→ **Work task**:
A single number is the answer: the count of lines in these records with "kimono" in them.

........

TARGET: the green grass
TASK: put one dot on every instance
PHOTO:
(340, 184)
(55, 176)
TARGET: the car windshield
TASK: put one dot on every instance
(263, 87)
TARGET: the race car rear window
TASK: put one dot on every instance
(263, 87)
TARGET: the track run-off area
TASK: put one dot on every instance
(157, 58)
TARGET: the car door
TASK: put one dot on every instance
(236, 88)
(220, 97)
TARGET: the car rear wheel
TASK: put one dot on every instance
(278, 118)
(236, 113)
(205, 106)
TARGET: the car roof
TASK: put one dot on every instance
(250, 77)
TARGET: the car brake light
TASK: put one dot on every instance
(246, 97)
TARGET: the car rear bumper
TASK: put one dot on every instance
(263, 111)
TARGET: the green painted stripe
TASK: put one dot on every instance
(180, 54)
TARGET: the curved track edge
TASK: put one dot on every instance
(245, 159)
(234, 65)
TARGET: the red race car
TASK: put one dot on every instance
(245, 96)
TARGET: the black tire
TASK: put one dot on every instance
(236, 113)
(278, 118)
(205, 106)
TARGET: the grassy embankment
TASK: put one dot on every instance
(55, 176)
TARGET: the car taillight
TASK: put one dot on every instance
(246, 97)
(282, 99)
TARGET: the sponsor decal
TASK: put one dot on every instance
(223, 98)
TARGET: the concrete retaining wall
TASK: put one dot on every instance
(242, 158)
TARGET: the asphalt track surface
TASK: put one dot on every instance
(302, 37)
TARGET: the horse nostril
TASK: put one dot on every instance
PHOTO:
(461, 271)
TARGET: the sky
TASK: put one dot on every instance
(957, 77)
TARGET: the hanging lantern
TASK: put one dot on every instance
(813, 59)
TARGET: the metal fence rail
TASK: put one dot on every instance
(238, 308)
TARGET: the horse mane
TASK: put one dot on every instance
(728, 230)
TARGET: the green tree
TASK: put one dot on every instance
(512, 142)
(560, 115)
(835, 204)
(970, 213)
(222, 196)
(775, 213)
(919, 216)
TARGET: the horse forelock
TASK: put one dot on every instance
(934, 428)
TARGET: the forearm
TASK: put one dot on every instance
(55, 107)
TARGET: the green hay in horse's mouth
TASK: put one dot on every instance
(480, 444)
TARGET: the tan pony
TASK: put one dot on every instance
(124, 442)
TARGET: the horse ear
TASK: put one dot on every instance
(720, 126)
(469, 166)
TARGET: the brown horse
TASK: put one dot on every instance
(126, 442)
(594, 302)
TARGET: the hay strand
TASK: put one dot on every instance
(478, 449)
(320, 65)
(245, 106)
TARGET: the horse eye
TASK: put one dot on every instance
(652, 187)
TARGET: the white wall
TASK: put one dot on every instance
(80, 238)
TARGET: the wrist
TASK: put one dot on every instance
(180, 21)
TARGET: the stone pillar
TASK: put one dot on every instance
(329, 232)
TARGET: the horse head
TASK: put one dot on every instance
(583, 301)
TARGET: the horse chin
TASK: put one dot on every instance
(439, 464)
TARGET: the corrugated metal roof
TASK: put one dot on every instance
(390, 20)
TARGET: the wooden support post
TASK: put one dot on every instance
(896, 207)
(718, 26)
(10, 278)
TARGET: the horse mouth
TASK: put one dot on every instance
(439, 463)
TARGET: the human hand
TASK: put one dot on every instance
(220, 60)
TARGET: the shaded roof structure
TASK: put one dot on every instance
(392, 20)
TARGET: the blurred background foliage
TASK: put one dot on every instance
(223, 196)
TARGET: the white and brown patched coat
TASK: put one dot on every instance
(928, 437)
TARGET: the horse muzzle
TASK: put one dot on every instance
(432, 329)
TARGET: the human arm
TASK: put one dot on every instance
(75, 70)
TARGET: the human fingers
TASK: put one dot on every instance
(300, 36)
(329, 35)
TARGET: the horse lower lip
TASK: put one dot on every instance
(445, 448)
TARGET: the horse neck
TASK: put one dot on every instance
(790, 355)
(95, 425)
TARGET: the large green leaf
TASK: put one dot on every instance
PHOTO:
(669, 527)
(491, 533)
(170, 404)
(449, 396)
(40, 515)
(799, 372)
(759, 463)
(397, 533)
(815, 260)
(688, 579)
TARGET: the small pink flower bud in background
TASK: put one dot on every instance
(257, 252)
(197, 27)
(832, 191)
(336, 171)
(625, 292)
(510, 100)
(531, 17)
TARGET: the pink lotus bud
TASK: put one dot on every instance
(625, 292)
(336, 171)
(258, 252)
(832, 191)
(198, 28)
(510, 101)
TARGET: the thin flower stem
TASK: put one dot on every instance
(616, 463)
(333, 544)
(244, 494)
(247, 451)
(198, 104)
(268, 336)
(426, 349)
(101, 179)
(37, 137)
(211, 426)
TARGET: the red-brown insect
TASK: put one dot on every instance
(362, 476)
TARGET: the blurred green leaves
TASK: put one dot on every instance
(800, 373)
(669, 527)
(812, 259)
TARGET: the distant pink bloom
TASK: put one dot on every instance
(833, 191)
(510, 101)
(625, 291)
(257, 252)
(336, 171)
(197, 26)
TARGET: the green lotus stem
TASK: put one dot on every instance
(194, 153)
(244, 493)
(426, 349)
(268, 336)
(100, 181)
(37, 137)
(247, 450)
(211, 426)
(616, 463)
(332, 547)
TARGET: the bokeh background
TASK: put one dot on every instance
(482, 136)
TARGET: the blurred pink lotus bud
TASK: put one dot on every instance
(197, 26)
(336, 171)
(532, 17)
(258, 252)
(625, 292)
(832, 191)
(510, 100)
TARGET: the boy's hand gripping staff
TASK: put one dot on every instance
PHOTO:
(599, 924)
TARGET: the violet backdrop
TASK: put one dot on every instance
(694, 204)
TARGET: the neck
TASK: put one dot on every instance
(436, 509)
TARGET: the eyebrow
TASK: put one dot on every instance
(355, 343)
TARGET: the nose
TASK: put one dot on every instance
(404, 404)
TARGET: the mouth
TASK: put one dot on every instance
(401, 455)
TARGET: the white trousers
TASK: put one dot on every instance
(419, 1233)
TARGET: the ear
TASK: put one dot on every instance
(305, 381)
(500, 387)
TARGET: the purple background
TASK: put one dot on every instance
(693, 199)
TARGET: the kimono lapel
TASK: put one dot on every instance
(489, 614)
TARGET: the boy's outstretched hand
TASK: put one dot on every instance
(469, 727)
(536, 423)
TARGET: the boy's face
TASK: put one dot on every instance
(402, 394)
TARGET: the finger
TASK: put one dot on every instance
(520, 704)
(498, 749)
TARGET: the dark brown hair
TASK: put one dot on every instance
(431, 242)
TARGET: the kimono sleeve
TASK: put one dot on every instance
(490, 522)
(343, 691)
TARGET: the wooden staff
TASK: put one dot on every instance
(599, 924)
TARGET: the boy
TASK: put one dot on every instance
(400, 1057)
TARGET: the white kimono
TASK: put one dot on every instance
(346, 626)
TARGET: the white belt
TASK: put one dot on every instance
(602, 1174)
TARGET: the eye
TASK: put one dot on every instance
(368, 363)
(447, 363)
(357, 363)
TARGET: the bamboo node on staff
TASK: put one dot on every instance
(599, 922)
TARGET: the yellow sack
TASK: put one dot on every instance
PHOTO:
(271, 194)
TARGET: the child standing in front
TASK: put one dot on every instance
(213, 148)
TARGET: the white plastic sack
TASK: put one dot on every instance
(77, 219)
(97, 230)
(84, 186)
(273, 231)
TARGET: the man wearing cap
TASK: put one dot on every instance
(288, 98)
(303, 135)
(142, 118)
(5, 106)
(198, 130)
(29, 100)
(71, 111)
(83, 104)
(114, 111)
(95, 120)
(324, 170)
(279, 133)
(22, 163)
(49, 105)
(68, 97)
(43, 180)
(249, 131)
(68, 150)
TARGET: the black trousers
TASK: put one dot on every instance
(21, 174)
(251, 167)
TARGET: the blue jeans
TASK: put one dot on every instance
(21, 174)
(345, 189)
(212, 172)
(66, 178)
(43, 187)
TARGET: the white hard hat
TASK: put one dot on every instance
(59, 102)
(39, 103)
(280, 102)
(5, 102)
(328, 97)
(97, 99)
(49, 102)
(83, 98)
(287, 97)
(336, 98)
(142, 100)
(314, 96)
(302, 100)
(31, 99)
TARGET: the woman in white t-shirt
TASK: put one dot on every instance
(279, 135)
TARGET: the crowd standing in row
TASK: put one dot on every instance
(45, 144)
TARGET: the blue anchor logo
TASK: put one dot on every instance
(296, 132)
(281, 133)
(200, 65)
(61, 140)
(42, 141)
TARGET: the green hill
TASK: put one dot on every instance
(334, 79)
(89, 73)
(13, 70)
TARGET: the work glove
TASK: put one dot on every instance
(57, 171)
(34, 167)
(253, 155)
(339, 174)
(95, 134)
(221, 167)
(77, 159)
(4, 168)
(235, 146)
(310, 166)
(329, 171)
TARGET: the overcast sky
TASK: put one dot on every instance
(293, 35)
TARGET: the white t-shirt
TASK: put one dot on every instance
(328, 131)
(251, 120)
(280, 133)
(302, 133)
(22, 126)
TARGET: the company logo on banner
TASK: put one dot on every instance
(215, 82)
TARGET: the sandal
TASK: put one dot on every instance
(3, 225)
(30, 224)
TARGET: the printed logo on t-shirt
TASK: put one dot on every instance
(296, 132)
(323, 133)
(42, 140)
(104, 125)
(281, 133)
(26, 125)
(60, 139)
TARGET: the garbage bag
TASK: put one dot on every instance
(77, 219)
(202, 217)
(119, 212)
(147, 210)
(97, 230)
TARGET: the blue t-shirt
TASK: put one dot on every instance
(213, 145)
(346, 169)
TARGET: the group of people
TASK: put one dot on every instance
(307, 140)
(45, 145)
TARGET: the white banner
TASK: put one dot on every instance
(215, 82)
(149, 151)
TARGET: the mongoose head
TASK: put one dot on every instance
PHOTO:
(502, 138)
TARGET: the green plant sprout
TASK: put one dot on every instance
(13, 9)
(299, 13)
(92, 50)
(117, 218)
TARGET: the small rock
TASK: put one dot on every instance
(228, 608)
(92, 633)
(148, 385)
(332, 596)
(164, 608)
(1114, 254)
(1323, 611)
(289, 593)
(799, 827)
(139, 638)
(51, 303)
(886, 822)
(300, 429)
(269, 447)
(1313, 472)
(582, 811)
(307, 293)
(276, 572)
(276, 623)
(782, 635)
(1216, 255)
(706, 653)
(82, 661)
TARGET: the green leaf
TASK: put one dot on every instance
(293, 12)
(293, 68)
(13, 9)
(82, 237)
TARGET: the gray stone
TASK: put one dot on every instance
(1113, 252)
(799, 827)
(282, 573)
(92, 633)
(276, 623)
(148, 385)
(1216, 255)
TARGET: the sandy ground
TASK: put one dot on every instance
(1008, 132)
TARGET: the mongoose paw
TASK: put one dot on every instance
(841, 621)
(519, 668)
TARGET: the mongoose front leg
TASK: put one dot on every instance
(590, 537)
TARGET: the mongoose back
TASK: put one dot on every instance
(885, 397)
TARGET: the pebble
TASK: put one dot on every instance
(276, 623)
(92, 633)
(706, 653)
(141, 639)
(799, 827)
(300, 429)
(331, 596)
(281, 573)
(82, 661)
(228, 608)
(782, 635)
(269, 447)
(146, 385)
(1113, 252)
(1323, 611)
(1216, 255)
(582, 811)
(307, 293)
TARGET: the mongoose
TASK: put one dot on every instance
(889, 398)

........

→ **Answer area**:
3